=== Problem ===
Count the lines in the records below that contain the string "beige" and give only that number.

═════ Dataset excerpts

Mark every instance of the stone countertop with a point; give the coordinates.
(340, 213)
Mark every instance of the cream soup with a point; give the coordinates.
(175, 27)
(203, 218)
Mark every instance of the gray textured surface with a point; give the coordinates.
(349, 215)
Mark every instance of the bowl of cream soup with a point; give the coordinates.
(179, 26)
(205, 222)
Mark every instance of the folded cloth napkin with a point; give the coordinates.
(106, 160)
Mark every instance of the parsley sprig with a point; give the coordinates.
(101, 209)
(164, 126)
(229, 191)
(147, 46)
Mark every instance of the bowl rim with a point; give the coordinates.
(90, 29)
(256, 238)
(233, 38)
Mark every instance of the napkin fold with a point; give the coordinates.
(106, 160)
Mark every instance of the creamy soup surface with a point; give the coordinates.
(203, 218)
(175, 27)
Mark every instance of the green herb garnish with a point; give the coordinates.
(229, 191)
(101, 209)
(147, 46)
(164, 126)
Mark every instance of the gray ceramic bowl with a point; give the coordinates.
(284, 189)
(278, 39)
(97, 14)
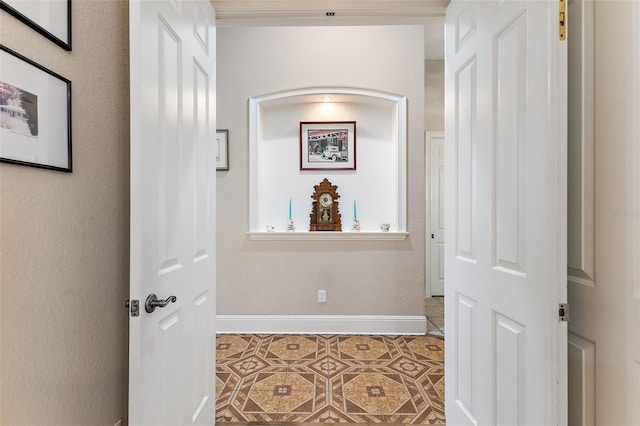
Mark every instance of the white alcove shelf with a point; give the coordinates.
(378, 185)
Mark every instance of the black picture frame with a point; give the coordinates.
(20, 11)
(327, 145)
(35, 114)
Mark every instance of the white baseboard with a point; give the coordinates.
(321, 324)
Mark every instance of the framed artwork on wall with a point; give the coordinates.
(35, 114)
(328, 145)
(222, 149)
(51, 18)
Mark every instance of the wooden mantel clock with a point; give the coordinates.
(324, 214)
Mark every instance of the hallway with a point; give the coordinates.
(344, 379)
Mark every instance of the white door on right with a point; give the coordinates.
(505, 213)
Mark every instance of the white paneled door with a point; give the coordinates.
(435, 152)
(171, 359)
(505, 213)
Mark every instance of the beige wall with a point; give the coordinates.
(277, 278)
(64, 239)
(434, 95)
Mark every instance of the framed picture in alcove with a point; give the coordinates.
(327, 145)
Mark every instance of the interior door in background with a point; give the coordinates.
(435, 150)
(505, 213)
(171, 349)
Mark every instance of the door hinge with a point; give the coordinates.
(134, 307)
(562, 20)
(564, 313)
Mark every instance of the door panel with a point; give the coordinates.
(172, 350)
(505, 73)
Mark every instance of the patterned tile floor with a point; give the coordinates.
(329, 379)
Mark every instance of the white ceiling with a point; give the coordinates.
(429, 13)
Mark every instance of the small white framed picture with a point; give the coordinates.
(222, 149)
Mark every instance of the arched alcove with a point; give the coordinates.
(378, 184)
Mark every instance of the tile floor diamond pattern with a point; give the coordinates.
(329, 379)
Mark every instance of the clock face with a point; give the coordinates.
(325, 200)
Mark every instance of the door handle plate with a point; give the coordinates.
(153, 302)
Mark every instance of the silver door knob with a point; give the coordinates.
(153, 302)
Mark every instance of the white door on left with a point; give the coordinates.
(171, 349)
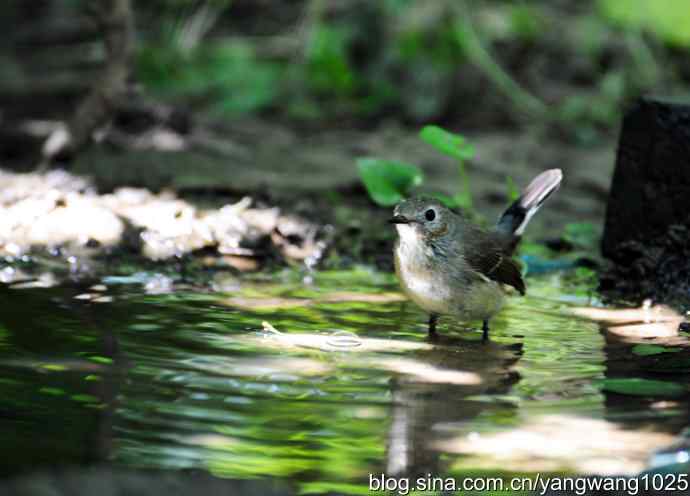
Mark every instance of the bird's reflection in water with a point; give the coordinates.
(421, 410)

══════════
═════ Dataset excerpts

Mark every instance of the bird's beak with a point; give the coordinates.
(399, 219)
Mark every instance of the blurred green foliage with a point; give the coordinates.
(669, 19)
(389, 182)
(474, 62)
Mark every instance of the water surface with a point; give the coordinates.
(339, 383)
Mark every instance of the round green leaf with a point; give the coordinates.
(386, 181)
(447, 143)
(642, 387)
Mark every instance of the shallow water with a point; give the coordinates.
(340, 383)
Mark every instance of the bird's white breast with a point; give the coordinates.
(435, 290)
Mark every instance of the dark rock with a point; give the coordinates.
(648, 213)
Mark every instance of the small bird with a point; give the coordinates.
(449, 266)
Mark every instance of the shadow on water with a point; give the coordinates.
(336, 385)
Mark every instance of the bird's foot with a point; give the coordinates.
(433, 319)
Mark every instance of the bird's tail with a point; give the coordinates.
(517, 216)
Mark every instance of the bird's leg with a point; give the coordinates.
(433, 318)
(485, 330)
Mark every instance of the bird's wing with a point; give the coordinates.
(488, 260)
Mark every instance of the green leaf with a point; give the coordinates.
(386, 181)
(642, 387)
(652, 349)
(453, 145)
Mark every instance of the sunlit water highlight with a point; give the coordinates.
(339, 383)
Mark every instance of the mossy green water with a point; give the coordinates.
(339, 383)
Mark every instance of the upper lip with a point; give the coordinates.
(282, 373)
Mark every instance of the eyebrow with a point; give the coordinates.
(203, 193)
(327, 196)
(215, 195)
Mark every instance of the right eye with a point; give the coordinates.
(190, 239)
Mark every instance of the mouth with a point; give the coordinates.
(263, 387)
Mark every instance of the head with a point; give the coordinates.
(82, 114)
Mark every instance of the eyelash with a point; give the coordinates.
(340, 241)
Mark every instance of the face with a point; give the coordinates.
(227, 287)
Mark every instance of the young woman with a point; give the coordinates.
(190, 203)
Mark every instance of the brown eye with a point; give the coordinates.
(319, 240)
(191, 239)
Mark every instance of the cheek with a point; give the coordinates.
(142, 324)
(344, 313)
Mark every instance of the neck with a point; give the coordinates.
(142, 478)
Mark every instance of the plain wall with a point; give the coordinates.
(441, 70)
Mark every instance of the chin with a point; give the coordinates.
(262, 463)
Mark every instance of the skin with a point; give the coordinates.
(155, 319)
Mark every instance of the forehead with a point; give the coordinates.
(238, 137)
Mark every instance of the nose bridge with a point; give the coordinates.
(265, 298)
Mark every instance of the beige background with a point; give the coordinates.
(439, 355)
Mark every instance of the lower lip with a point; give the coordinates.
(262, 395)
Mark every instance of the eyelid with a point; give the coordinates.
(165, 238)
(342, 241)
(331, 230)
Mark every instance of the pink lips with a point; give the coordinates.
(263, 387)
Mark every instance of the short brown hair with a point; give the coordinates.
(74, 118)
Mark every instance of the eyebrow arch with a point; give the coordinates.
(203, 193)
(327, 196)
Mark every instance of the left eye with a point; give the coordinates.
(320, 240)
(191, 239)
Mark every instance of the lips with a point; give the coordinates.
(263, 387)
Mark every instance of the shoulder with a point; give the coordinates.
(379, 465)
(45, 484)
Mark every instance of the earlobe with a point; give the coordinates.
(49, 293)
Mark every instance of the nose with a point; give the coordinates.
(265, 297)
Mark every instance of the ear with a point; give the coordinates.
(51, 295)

══════════

=== Response below ===
2